Some of these genes control sodium channels, which are gateways that let electrical signals pass between brain cells. Others affect receptors for GABA, the brain’s main calming chemical, or are involved in how brain cells release signaling molecules. A mutation in any of these areas can disrupt the normal balance of electrical activity in the brain, but each gene accounts for only a small fraction of all LGS cases. There is no single “LGS gene.”

LGS can also develop as part of a broader genetic condition. Tuberous sclerosis complex (TSC) is one well-known example. In TSC, mutations in the TSC1 or TSC2 genes cause abnormal growths in the brain and other organs, and the resulting brain changes can trigger seizures that evolve into an LGS pattern. Children with TSC who develop LGS have a clear genetic cause, but the genetic change is specific to TSC rather than to LGS itself.

What LGS Looks Like

LGS typically begins in early childhood, usually between ages 1 and 7. It is defined by a combination of multiple seizure types, a distinctive brain wave pattern on EEG, and, in most cases, intellectual disability or developmental delays. The seizure types that raise suspicion for LGS include tonic seizures (sudden stiffening of the body), atonic seizures (sudden loss of muscle tone causing falls), and atypical absence seizures (brief episodes of staring or reduced awareness that start and stop less abruptly than typical absence seizures).

**PROVIDED DATA**
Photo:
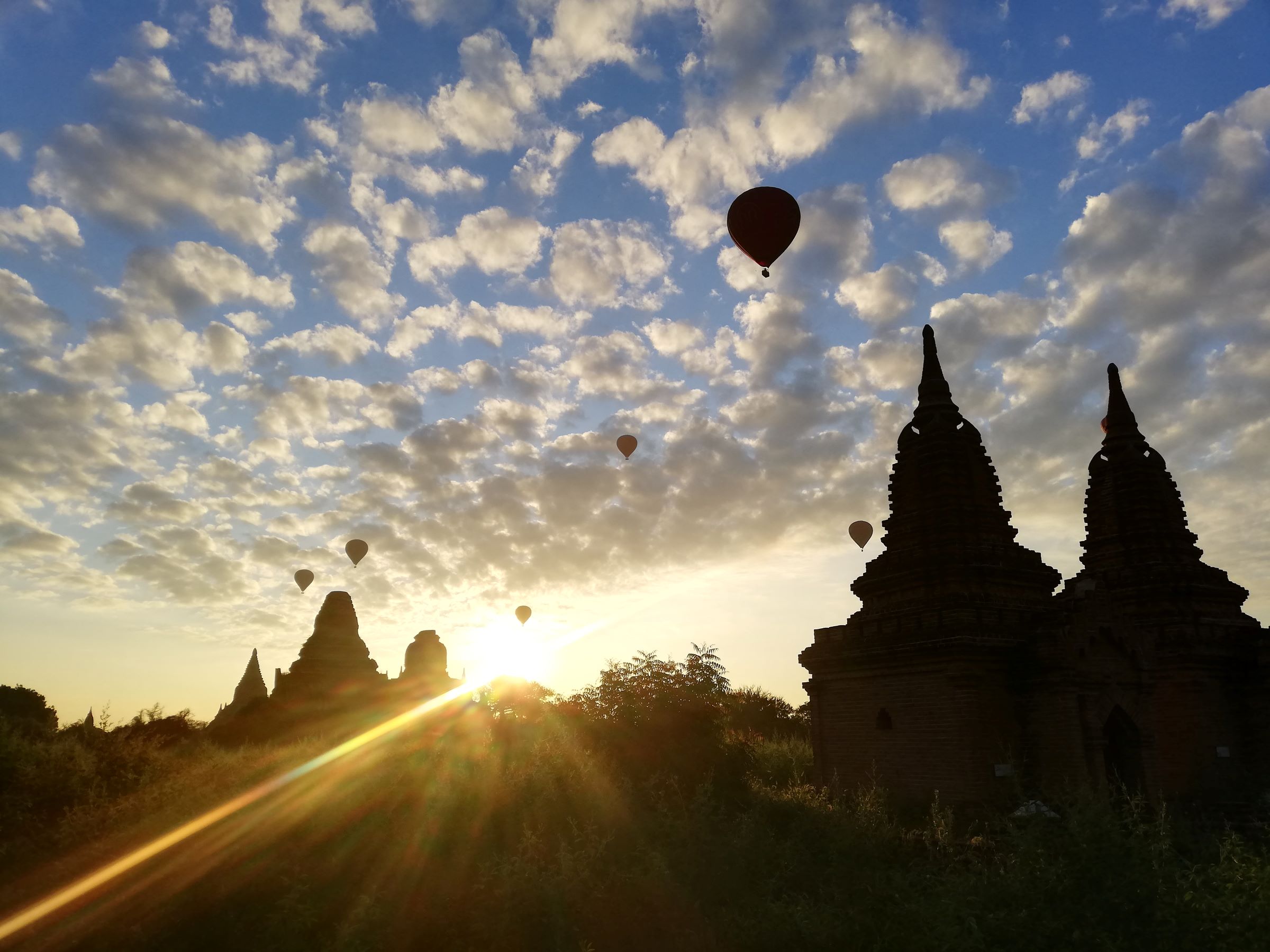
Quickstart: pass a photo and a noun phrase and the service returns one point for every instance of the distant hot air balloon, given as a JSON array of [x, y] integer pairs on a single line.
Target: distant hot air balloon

**PROBLEM DETAILS**
According to the text on LGS, between what ages does LGS usually begin?

**SOLUTION**
LGS usually begins between ages 1 and 7.